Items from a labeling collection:
=-=-=-=-=
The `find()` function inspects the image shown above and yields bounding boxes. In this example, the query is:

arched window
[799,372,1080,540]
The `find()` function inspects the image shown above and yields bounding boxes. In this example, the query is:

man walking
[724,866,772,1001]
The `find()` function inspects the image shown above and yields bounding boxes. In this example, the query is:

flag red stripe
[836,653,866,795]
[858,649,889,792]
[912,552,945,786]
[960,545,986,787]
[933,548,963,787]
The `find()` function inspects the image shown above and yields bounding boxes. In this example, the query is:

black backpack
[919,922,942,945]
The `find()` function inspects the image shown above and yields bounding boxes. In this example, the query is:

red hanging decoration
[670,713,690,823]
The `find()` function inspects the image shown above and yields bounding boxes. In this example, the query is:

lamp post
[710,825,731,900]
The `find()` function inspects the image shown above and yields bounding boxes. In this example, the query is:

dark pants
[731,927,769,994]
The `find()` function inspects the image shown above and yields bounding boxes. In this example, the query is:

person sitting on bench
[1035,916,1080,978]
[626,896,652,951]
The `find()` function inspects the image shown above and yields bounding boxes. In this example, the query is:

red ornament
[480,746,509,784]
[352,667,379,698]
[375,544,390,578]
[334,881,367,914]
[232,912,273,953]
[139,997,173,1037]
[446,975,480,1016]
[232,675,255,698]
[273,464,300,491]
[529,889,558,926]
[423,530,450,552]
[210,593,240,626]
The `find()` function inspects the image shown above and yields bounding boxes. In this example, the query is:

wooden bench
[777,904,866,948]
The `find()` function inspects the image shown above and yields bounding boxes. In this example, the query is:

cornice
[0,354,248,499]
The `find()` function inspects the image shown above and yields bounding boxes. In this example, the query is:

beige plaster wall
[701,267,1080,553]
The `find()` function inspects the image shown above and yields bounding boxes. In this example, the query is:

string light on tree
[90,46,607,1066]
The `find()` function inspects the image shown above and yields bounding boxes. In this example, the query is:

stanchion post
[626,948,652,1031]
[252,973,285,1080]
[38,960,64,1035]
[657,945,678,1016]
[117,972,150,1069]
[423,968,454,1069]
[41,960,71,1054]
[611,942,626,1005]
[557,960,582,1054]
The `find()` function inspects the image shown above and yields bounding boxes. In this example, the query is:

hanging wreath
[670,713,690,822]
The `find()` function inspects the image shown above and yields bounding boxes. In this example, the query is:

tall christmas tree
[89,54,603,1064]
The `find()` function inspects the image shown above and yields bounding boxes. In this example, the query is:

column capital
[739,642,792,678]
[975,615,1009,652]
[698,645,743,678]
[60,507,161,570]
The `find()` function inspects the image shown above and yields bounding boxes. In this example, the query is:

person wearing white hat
=-=-=-=-=
**Exercise**
Transcribe the data above word for word, starting at its first line and ending with the line that contains "[670,713,690,823]", including that line.

**Solution for this task**
The `find()` function inspects the image shown above and yields bounding boxes. In this example, the query is:

arched window
[799,372,1080,540]
The `find()` function inspects the image shown above and yields bounding boxes. In this example, the query is:

man walking
[724,866,772,1001]
The `find()` function inspects the image shown above and yields bounding boxes. In this example, the query is:

flag red stripe
[836,653,866,795]
[858,649,889,792]
[912,552,945,786]
[960,545,986,787]
[933,548,963,787]
The `find()` function inspects the image shown above and yields bounding boxes. In this example, the query is:

black backpack
[919,922,942,945]
The `find()` function inspects the image shown above and yields bounding boxes. In this example, the query is:

red hanging decoration
[670,713,690,823]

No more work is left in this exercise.